[Opening RECORDS SUPPLIED section]

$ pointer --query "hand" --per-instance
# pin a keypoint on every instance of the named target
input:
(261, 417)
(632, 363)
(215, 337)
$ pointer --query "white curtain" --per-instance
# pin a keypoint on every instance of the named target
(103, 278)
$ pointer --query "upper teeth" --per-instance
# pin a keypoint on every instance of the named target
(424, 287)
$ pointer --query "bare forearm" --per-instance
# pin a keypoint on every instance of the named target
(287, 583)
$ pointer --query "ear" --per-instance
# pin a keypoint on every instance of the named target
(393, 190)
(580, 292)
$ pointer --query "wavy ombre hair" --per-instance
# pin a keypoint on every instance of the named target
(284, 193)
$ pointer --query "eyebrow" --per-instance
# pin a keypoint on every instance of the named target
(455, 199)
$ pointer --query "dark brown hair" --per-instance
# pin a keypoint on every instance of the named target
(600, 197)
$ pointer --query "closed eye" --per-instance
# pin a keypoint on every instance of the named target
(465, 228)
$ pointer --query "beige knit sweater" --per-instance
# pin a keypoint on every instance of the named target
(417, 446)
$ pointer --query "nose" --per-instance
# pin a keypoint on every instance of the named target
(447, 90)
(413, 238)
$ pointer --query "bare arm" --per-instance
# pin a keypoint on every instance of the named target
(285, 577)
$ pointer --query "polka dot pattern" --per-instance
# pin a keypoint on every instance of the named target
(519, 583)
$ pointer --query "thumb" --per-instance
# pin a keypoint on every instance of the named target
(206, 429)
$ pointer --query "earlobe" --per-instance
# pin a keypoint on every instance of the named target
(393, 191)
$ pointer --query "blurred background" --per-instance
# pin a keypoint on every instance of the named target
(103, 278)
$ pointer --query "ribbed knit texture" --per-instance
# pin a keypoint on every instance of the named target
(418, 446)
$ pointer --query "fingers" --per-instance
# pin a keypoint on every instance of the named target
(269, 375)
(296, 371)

[Closing RECORDS SUPPLIED section]
[Opening RECORDS SUPPLIED section]

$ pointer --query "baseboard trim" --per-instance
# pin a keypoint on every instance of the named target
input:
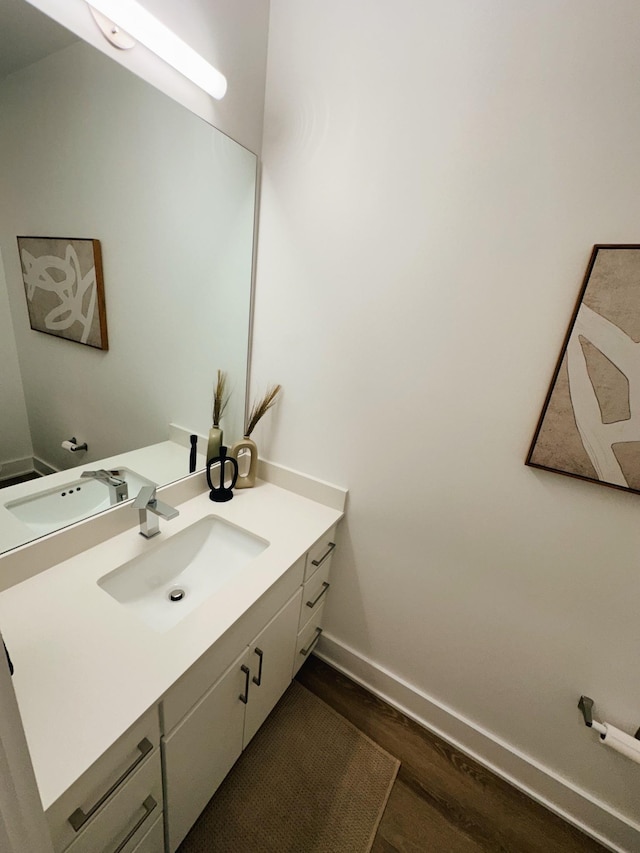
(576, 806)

[Closing RECORDS SUPPLIED section]
[Opening RECORDS SUPPLIED section]

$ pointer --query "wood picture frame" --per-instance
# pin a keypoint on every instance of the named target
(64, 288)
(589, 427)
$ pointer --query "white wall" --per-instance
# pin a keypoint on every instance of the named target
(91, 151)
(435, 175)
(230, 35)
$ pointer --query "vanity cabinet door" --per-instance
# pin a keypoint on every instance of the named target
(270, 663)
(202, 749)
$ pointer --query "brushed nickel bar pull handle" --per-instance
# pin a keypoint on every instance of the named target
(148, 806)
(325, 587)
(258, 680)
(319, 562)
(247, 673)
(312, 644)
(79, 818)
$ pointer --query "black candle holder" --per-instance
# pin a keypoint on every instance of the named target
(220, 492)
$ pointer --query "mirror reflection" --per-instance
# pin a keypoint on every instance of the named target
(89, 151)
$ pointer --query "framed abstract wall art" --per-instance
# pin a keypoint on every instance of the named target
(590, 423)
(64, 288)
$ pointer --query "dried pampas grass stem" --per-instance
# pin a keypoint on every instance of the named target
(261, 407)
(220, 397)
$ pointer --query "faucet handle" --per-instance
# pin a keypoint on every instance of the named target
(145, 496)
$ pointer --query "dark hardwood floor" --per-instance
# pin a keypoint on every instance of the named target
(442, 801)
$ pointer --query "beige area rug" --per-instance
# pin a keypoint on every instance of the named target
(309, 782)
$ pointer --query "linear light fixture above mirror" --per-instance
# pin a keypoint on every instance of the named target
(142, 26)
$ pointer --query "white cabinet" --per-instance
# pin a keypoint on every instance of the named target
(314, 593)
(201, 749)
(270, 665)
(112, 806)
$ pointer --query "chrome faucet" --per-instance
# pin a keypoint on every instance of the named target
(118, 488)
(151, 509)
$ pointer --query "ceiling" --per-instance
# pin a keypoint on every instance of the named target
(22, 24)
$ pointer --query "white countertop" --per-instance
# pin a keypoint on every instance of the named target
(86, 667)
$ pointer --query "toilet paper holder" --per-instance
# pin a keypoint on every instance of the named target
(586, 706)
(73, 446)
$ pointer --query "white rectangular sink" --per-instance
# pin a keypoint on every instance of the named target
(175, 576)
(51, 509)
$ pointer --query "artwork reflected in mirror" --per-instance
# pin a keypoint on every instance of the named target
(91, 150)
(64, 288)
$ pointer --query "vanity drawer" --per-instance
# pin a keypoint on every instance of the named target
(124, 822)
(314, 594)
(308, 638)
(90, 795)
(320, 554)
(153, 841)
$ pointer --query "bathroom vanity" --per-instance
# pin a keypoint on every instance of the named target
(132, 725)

[Closing RECORDS SUPPLIED section]

■ DIRECTIONS FOR THIS TASK:
Where a line in the entries holds the word "vanity", copy that line.

■ ANSWER AREA:
$ pointer --query "vanity cabinet door" --per-instance
$ pointer --query "vanity drawer" --per-instance
$ pointer --query "bathroom vanity" --per-instance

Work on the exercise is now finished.